(PROVIDED RECORDS)

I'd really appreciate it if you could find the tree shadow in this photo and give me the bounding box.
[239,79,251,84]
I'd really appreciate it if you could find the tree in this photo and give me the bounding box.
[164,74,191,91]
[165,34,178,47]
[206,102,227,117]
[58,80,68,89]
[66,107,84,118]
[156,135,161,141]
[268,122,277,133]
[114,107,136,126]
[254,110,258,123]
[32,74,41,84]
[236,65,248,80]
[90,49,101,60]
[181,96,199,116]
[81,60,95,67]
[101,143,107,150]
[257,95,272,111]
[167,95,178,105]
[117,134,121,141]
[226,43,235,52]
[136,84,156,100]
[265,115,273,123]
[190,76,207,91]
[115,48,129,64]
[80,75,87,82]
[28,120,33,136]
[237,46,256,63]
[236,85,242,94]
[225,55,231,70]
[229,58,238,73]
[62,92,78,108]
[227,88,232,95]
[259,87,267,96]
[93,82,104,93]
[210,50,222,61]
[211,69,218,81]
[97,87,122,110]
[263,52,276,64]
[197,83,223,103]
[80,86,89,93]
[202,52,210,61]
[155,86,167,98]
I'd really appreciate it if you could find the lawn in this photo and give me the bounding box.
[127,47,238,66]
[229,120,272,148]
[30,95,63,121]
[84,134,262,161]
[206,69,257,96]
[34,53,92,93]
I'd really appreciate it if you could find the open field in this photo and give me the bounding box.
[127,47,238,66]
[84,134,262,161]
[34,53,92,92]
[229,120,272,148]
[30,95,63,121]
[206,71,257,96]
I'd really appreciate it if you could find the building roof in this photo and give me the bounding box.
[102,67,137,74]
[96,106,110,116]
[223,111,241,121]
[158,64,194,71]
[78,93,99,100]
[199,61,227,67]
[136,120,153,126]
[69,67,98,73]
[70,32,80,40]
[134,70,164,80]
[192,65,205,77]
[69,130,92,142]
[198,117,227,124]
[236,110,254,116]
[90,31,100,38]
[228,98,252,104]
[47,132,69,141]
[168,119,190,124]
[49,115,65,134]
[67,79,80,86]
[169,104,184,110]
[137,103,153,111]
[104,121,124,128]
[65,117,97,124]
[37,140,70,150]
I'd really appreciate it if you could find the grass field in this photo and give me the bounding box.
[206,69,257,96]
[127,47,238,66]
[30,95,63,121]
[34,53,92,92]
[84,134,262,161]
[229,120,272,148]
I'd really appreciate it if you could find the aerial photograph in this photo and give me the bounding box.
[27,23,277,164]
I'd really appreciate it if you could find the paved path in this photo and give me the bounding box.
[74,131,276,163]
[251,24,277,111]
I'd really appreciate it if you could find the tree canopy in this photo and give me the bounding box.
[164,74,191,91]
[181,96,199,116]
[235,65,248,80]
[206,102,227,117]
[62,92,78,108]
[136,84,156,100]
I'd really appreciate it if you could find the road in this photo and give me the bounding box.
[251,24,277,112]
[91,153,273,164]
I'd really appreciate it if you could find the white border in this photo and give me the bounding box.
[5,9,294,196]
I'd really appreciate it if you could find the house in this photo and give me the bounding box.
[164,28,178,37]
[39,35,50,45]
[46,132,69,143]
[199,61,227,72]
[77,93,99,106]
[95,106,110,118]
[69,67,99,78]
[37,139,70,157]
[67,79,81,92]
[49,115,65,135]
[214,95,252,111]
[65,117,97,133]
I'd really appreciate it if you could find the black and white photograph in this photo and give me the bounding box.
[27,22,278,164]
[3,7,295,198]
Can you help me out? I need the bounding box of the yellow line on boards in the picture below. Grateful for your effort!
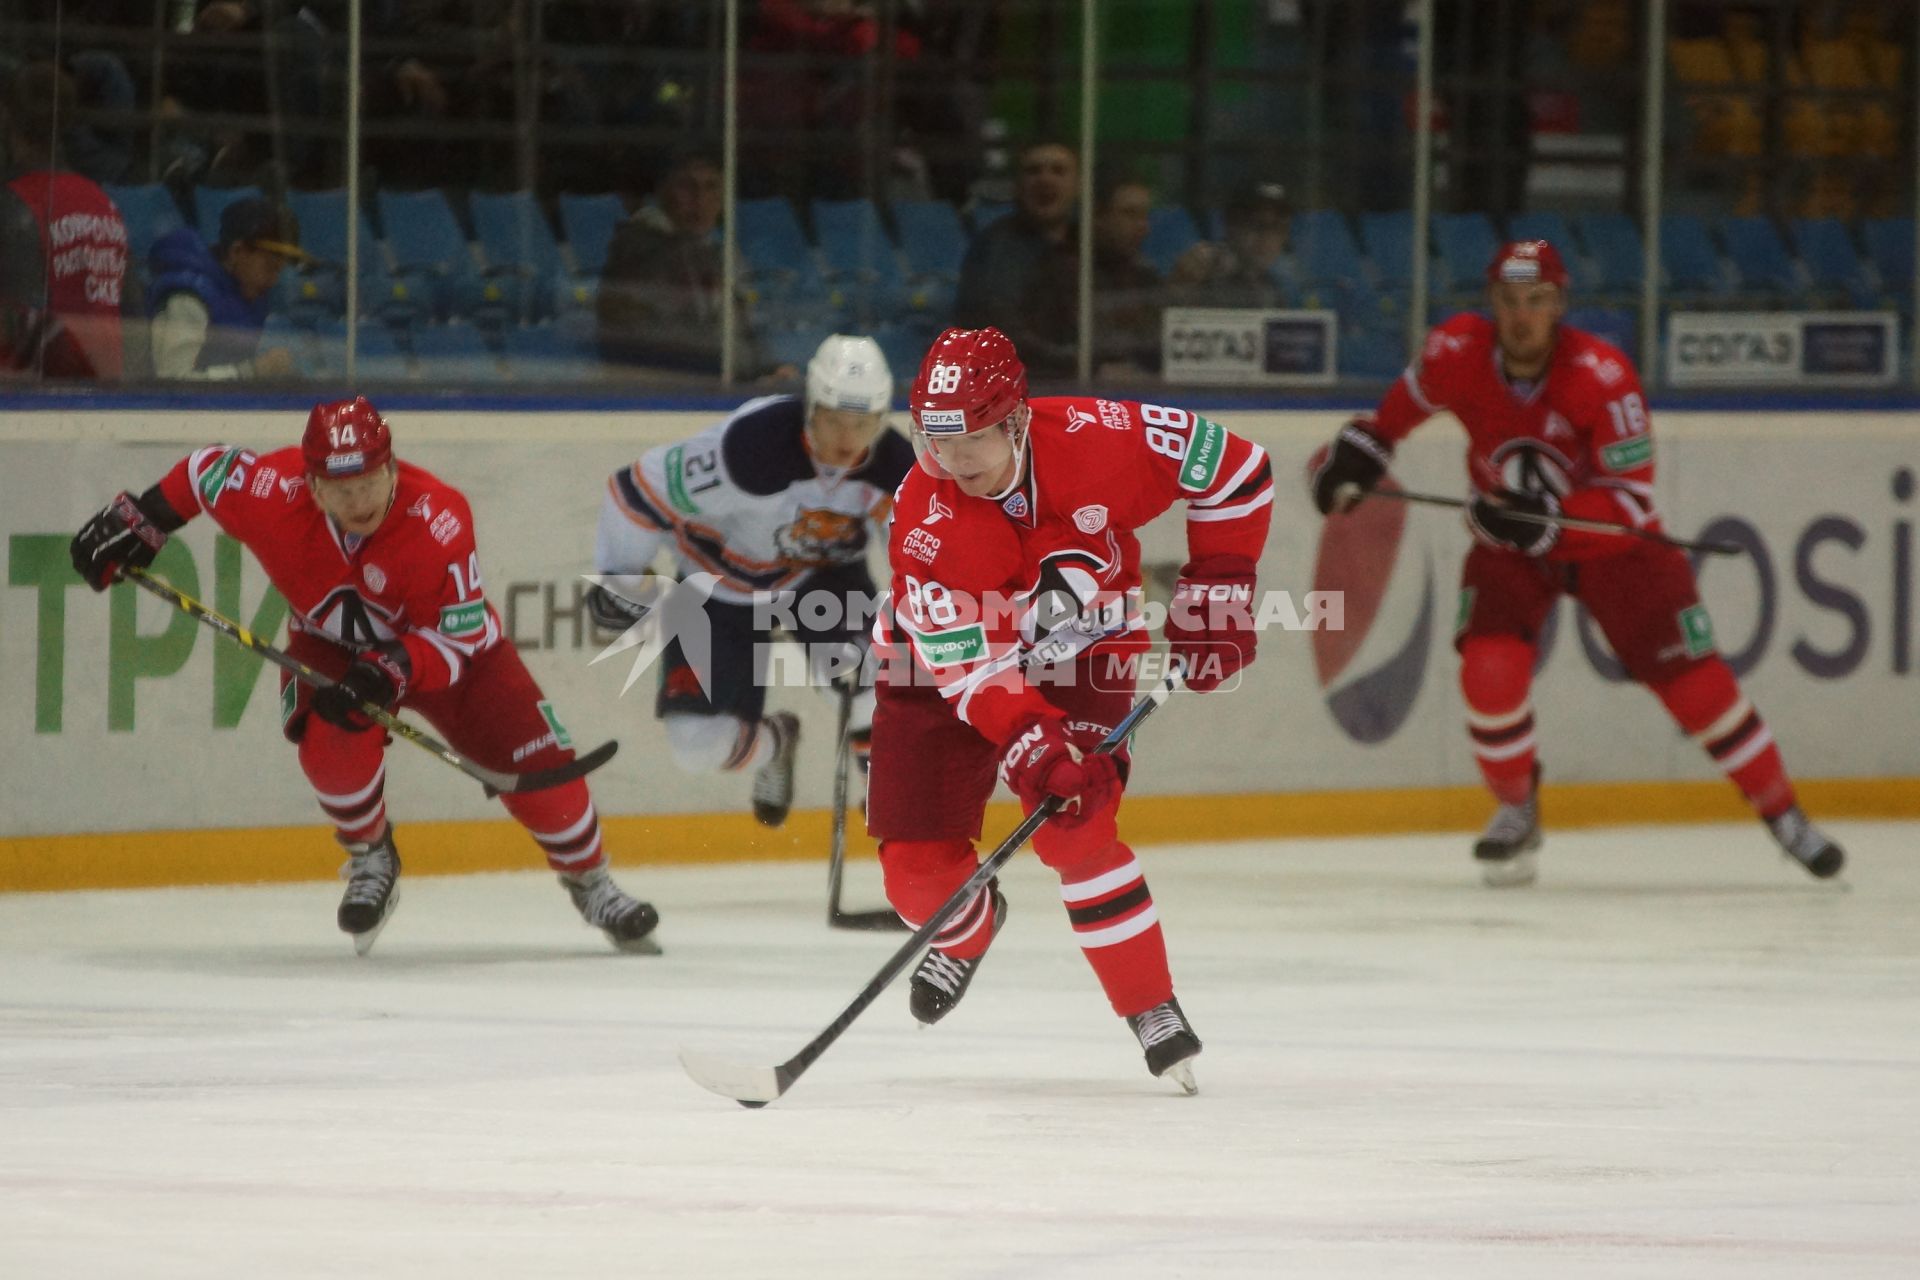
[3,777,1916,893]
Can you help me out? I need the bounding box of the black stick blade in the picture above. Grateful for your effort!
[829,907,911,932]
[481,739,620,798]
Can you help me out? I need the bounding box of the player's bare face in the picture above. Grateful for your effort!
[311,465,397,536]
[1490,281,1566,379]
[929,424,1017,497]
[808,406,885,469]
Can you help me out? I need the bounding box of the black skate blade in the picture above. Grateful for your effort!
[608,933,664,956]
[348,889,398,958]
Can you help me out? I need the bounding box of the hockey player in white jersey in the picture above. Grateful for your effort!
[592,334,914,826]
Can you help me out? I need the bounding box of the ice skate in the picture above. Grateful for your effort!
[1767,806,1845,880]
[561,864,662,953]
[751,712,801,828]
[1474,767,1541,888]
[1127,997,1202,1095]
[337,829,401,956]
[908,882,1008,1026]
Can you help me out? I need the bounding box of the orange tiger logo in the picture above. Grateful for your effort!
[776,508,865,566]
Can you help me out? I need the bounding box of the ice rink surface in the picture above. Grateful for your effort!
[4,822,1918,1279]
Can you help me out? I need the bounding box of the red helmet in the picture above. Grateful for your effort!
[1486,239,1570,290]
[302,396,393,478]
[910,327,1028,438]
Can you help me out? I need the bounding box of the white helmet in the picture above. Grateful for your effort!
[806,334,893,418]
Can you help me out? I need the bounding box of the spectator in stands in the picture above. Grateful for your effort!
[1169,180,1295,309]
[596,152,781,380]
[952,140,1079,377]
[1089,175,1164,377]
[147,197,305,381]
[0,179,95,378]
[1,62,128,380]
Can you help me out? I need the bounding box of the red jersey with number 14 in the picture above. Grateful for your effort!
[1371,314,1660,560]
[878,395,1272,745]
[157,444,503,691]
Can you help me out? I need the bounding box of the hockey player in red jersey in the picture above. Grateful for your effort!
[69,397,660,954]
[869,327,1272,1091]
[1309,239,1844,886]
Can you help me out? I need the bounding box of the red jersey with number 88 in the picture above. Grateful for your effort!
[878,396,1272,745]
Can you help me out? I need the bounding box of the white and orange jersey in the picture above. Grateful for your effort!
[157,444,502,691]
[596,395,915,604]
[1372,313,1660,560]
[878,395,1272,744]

(End PROVIDED RECORDS)

Repeat the entries above exactly as written, but not their pictures.

◆ THE ANSWER ◆
I'd really appreciate it if you could find the tree shadow in this photo and give me the bounding box.
[239,79,251,84]
I'd really appreciate it if you could find the tree in this photo and give me the bounding box.
[164,74,191,91]
[165,34,178,47]
[206,102,227,117]
[58,80,68,89]
[66,107,84,118]
[156,135,161,141]
[268,122,277,133]
[114,107,136,126]
[254,110,258,123]
[32,74,41,84]
[236,65,248,80]
[90,49,101,60]
[181,96,199,116]
[81,60,95,67]
[101,143,107,150]
[257,95,272,111]
[167,95,178,105]
[117,134,121,141]
[226,43,235,52]
[136,84,156,100]
[265,115,273,123]
[190,76,207,91]
[115,48,129,64]
[80,75,87,82]
[28,120,33,136]
[237,46,256,63]
[236,85,242,94]
[225,55,231,70]
[229,58,238,73]
[62,92,78,108]
[227,88,232,95]
[259,87,267,96]
[93,82,104,93]
[210,50,222,61]
[211,69,218,81]
[97,87,122,110]
[263,52,276,64]
[197,83,223,103]
[80,86,89,93]
[202,52,210,61]
[155,86,167,98]
I'd really appreciate it if you could find the lawn in this photo and give me the bounding box.
[127,47,238,66]
[229,120,272,148]
[30,95,63,121]
[84,134,262,161]
[206,69,257,96]
[34,53,92,93]
I'd really appreciate it if you could find the open field in this photo and give me the bounding box.
[127,47,238,66]
[84,134,262,161]
[34,53,92,92]
[229,120,272,148]
[30,95,63,121]
[206,71,257,96]
I'd really appreciate it if you could find the building roof in this photo and give me the bounding box.
[102,67,137,74]
[96,106,110,116]
[223,111,241,121]
[158,64,194,71]
[78,93,99,100]
[199,61,227,67]
[136,120,153,126]
[69,67,98,73]
[70,32,80,40]
[134,70,164,80]
[192,65,205,77]
[69,130,92,142]
[198,117,227,124]
[236,110,254,116]
[90,31,100,38]
[228,98,252,104]
[47,132,69,141]
[168,119,190,124]
[49,115,65,134]
[67,79,80,86]
[169,104,184,110]
[137,103,153,111]
[104,121,124,128]
[65,117,97,124]
[37,140,70,150]
I'd really appreciate it if you could find the grass field in this photo and give me the bounding box.
[206,69,257,96]
[127,47,238,66]
[30,95,63,121]
[34,53,92,92]
[84,134,262,161]
[229,120,272,148]
I'd really appreciate it if you could find the aerial photograph in this photo and give me the bounding box.
[27,23,277,164]
I'd really appreciate it if you could find the paved path in this photo and give me the bounding box.
[74,131,276,163]
[251,24,277,111]
I'd really appreciate it if you could find the tree canopy in this photo and give me the bounding box.
[164,74,191,91]
[181,96,199,116]
[235,65,248,80]
[206,102,227,117]
[62,92,78,108]
[136,84,156,100]
I'd really appreciate it if you could find the road in this photo and give me the bounding box.
[251,24,277,112]
[91,153,273,164]
I'd really appreciate it if you could find the white border in this photo and give me the bounding box.
[5,9,294,196]
I'd really appreciate it if you could find the house in this photo and give me the bounding box.
[164,28,178,37]
[39,35,50,45]
[46,132,69,143]
[199,61,227,72]
[77,93,99,106]
[95,106,110,118]
[69,67,99,78]
[37,139,70,157]
[67,79,81,92]
[49,115,65,135]
[214,95,252,111]
[65,117,97,133]
I'd really appreciate it if you could find the black and white photograph in this photo and give me the bounding box.
[27,22,278,164]
[3,7,295,198]
Can you help me out? I need the bounding box of the yellow line on boards in the picture below. Grateful for your effort!
[3,777,1916,893]
Can you help me out? I need the bounding box of the black stick blade in the picture above. Grateful for your effort!
[829,907,911,932]
[481,739,620,798]
Can you help me out? I need the bounding box of the player's bare face in the picture above. Grateful for your effort!
[311,465,397,536]
[1490,281,1566,379]
[929,424,1017,497]
[808,406,885,469]
Can you help me out? I need the bounding box of the black skate blade in the picture above. Grateful for your effort!
[608,933,664,956]
[348,889,398,958]
Can you help me out? I need the bounding box of the hockey player in white jersey in the picture above. Grateful for your effort!
[592,334,914,826]
Can you help me out? I need the bounding box of the ice skate in the picture above. Grateful for your effort!
[1767,806,1845,880]
[561,864,662,953]
[751,712,801,828]
[1474,767,1541,888]
[1127,997,1202,1095]
[337,829,401,956]
[908,882,1008,1026]
Can you help me out? I need the bounding box of the orange tiger logo in the picture above. Grateful for your effort!
[776,508,865,566]
Can you help me out? I need the bounding box of the ice rink surface in the picture above. Grateful for your effort!
[4,822,1918,1279]
Can you help me out? I need the bounding box of the red helmet in the picture above. Grateful for your effort!
[1486,239,1570,290]
[302,396,393,478]
[910,327,1028,438]
Can you help me out? I need the bounding box of the white helmet in the picture above. Grateful for your effort!
[806,334,893,418]
Can you help me out? I need the bounding box of the spectator in stands in the picture above. Grateful for your effort!
[1169,180,1295,309]
[596,152,781,380]
[952,140,1079,377]
[1089,175,1164,377]
[147,197,305,381]
[0,179,95,378]
[1,62,128,380]
Can you help me out? I need the bounding box of the red jersey with number 14 in the picture above. Grateful for your effort!
[1371,314,1660,560]
[878,395,1272,745]
[157,444,503,691]
Can you help me out? I need the bounding box of the hockey player in red jersey in the picture above. Grateful for your effort!
[69,397,660,954]
[869,327,1272,1091]
[1309,239,1844,886]
Can you help me out? I need the bounding box of the red jersey with number 88 in the picture above. Grateful for your effort!
[878,396,1272,745]
Can you help me out? I need the bounding box of the white and orange jersey in the picture above. Grateful for your effort!
[157,444,502,691]
[596,395,915,604]
[1372,313,1660,560]
[878,395,1272,744]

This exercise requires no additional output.